Collect every line of the material below that contains the word "yellow", treating uppercase and lowercase as different.

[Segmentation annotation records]
----------------------------------------

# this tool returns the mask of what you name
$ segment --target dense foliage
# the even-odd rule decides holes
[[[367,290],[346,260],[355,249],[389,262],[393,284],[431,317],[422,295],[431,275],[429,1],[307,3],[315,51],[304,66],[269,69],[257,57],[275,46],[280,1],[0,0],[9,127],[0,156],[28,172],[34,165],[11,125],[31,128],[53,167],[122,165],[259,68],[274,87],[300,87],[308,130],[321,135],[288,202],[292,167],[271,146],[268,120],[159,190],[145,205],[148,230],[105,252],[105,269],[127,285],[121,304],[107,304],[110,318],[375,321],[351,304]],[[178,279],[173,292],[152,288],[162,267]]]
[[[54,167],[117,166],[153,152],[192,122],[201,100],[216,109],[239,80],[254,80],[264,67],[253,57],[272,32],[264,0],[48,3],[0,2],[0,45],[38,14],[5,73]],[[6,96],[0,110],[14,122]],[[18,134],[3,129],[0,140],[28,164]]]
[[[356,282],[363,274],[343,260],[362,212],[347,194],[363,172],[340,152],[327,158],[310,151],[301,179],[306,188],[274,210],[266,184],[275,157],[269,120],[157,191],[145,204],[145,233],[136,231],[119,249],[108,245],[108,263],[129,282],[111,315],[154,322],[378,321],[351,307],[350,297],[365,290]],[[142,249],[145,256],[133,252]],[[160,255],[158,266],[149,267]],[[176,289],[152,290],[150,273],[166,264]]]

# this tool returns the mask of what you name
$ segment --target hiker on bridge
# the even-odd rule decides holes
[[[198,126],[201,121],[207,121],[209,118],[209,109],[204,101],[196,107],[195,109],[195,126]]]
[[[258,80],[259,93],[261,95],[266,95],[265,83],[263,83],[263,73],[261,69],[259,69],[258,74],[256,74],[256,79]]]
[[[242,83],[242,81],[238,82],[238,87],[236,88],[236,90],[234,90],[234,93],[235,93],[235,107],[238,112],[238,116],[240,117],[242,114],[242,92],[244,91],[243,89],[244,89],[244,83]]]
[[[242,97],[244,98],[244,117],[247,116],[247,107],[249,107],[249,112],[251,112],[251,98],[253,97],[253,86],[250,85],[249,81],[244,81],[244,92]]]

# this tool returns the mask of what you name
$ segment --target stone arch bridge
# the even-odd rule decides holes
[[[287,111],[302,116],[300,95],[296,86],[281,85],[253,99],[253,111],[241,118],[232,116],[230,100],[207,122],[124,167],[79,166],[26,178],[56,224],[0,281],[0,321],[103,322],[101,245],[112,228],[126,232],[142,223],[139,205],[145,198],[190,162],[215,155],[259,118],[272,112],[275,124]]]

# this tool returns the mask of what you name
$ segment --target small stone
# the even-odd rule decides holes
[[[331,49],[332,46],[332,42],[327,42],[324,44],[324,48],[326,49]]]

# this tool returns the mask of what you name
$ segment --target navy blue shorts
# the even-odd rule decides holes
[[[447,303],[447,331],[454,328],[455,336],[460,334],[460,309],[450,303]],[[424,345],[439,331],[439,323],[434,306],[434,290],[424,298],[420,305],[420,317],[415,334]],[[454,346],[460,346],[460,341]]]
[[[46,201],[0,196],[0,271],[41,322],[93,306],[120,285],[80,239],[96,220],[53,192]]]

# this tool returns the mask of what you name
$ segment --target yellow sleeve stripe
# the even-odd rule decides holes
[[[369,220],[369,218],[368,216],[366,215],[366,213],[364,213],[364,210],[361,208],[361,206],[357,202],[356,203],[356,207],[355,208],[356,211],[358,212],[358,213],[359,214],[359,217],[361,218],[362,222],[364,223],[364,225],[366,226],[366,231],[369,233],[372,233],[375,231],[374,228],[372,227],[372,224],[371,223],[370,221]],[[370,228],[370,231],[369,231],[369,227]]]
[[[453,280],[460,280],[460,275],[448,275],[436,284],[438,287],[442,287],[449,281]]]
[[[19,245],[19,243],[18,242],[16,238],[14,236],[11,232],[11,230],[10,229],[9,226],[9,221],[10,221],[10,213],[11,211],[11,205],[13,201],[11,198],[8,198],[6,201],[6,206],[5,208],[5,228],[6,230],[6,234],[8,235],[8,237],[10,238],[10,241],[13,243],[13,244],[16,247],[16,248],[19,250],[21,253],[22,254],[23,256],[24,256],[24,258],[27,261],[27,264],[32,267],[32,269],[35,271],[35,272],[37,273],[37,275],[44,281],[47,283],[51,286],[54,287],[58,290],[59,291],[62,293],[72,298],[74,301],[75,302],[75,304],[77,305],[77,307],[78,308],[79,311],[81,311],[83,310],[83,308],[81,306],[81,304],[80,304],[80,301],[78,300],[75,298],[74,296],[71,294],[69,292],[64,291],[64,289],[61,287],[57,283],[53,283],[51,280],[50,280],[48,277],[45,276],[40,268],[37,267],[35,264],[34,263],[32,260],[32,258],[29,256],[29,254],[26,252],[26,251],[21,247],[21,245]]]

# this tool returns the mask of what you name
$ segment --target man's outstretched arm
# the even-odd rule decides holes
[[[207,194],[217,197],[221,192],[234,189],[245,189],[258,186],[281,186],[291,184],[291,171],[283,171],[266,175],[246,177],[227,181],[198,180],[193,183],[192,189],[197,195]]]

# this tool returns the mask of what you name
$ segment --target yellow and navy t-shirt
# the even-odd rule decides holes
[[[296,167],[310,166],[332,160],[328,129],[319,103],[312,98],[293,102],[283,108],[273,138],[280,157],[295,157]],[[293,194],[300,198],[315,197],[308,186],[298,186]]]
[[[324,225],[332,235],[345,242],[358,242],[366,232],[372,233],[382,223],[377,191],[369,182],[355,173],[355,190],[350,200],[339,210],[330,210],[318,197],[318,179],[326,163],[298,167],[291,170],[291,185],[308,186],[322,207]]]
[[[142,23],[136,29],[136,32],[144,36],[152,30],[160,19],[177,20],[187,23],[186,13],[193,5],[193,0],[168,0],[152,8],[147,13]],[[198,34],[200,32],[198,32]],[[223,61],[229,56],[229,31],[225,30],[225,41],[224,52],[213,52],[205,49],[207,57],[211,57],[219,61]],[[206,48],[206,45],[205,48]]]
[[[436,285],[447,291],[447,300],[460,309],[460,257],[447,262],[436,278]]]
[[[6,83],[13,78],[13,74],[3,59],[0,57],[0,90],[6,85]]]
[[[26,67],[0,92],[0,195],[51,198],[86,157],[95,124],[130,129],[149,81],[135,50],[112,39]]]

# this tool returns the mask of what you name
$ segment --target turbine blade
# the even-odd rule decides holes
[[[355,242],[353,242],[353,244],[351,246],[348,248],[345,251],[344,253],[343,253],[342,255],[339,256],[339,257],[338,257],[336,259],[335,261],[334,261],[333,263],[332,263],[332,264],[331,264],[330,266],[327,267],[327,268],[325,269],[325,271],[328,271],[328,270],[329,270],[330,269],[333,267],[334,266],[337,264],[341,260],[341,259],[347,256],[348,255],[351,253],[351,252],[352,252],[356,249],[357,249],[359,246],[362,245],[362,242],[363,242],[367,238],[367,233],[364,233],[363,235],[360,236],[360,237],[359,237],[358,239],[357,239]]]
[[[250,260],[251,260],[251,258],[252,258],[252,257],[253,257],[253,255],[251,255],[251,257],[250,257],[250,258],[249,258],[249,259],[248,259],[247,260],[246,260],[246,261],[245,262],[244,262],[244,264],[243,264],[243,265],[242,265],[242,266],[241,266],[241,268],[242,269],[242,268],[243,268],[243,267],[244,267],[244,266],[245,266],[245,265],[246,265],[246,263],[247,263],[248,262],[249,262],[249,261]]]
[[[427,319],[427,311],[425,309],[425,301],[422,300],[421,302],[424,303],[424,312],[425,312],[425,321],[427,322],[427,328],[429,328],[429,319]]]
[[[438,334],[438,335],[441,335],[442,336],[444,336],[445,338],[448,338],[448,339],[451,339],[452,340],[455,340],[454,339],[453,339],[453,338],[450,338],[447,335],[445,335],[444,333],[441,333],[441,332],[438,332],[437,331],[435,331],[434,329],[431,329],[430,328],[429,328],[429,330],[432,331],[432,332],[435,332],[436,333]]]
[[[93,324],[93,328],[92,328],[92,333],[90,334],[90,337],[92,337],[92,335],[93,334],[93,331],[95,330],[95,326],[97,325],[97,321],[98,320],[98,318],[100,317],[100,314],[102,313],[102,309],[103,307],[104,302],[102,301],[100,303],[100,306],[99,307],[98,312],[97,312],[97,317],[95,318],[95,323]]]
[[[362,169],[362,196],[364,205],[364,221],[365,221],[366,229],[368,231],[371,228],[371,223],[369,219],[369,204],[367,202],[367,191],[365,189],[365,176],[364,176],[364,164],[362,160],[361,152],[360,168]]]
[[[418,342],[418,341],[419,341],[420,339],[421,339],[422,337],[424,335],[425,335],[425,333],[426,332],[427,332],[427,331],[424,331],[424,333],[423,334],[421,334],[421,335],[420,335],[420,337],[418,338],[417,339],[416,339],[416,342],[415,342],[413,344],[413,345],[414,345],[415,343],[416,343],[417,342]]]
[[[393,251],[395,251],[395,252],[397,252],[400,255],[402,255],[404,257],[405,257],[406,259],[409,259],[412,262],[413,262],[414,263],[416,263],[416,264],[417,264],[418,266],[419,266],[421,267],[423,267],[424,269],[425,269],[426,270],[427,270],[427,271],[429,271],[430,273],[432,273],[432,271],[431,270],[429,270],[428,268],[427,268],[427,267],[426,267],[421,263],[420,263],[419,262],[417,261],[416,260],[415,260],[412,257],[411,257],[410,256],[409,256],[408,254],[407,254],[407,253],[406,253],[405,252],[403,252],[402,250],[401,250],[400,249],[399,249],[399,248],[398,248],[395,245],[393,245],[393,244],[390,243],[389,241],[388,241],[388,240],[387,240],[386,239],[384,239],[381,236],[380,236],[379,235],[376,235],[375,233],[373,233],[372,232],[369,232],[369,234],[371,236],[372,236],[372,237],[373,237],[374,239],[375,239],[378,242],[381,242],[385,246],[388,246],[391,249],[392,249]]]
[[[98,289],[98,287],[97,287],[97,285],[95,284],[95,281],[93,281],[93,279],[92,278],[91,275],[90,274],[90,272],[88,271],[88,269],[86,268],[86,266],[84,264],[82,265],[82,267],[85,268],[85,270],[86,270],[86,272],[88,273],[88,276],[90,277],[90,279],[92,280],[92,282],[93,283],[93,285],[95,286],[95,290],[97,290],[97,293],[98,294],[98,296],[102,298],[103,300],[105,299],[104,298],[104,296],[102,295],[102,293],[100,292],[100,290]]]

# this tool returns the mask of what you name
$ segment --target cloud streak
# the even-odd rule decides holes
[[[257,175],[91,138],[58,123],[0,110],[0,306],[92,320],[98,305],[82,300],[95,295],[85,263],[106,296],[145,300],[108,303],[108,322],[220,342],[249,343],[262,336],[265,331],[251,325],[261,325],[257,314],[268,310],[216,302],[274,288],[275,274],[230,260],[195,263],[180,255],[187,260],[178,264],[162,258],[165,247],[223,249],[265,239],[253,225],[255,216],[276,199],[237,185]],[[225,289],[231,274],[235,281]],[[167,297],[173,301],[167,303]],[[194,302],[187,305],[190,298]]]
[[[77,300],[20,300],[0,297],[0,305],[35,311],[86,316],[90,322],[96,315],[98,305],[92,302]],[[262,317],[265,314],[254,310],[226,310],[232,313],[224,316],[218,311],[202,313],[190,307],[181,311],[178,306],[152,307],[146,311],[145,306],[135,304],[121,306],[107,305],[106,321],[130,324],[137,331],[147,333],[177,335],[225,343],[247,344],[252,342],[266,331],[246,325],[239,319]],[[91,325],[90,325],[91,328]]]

----------------------------------------

Expected answer ::
$ segment --target yellow sleeve stripe
$ segment --target yellow and navy t-shirt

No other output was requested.